WHAT THIS EXERCISE ASKS:
A. Answer these from the post about the family cold and the Homemade Hamburger Helper:
(i) What illness had the writer had in their 20s?
(ii) Roughly how far behind one another did the writer and Eli get sick?
(iii) What did the writer add to the pot from the fridge?
B. For each statement, decide whether the post about the family cold and the Homemade Hamburger Helper supports it. Answer yes or no and quote the words that settle it.
(i) After the illness, the writer had no appetite for any of the fruits and vegetables in the house.
(ii) Casserole-type dishes are what the writer usually makes.
(iii) Next time, the writer might cook the noodles separately.
C. Please duplicate everything in the post about the family cold and the Homemade Hamburger Helper from "I returned to" down to "winter night‘ column.".

PROVIDED TEXT:
--*--
Just as all the October busyness came to an end, our son caught a cold (thankfully, just a cold) that lingered and we got it too, but in the adults it was a weird cold/stomach bug thing that apparently is floating around. For the first time since I had the Norovirus in my 20s, food was not only the last thing on my mind, but the worst thing I could possibly think about. Thankfully Eli and I tracked about 36 hours behind one another, so while I was down for the count other than work meetings he was taking care of kids and animals, and when he needed to be let off the hook, I could take over, even for a little while.
I returned to life after days with little energy and no appetite for the bounty of fruits and vegetables that fills our home, other than the apples. When I could eat though, I recognized that we needed something simple, filling and with nutritional density, so I pulled up the recipe I’d seen pre-illness of Homemade Hamburger Helper. Sure enough, I still had some shredded zucchini in the fridge from last year, and I dumped the whole frozen block of it in the pot to cook, and got at least some nutrition into everyone. Casserole-type dishes aren’t my usual, but the do have their place. I would modify this one next time, making it a bit thicker, maybe cooking the noodles separately, but as comfort food goes, this one hit the spot. It also used up some things in the fridge and freezer, so it will get some tweaks and be moved into the ‘save for cold winter night‘ column.
--*--
DATA UNDER STUDY:
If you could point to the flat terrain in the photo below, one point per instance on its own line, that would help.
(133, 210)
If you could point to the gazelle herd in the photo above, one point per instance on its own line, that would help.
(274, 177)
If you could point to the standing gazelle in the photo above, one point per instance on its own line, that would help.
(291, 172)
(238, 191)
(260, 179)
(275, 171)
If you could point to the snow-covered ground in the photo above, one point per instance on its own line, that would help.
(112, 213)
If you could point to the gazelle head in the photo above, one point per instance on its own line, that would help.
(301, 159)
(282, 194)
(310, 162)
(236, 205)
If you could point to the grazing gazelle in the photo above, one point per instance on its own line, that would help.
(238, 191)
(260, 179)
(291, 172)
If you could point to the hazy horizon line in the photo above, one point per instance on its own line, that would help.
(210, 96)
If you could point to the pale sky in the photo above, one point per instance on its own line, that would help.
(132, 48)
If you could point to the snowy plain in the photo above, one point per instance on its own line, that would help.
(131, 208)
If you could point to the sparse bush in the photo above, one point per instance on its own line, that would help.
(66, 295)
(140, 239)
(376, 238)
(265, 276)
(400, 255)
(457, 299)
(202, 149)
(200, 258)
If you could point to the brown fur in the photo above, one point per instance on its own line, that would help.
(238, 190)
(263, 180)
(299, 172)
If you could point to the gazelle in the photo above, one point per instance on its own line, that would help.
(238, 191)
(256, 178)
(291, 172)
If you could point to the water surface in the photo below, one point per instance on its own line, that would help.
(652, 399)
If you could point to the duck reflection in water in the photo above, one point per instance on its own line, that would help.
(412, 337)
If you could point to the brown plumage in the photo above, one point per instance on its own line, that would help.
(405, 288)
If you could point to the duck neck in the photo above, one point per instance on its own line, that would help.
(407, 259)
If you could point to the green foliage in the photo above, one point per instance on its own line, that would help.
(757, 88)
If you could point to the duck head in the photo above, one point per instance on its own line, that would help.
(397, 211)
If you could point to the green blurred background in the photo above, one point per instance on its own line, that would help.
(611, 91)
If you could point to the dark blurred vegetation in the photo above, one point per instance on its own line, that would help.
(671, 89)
--*--
ANSWERS TO THIS EXERCISE:
A.
(i) Norovirus.
(ii) About 36 hours.
(iii) The whole frozen block of shredded zucchini left over from last year.

B.
(i) No: "no appetite for the bounty of fruits and vegetables that fills our home, other than the apples"
(ii) No: "Casserole-type dishes aren’t my usual"
(iii) Yes: "maybe cooking the noodles separately"

C.
I returned to life after days with little energy and no appetite for the bounty of fruits and vegetables that fills our home, other than the apples. When I could eat though, I recognized that we needed something simple, filling and with nutritional density, so I pulled up the recipe I’d seen pre-illness of Homemade Hamburger Helper. Sure enough, I still had some shredded zucchini in the fridge from last year, and I dumped the whole frozen block of it in the pot to cook, and got at least some nutrition into everyone. Casserole-type dishes aren’t my usual, but the do have their place. I would modify this one next time, making it a bit thicker, maybe cooking the noodles separately, but as comfort food goes, this one hit the spot. It also used up some things in the fridge and freezer, so it will get some tweaks and be moved into the ‘save for cold winter night‘ column.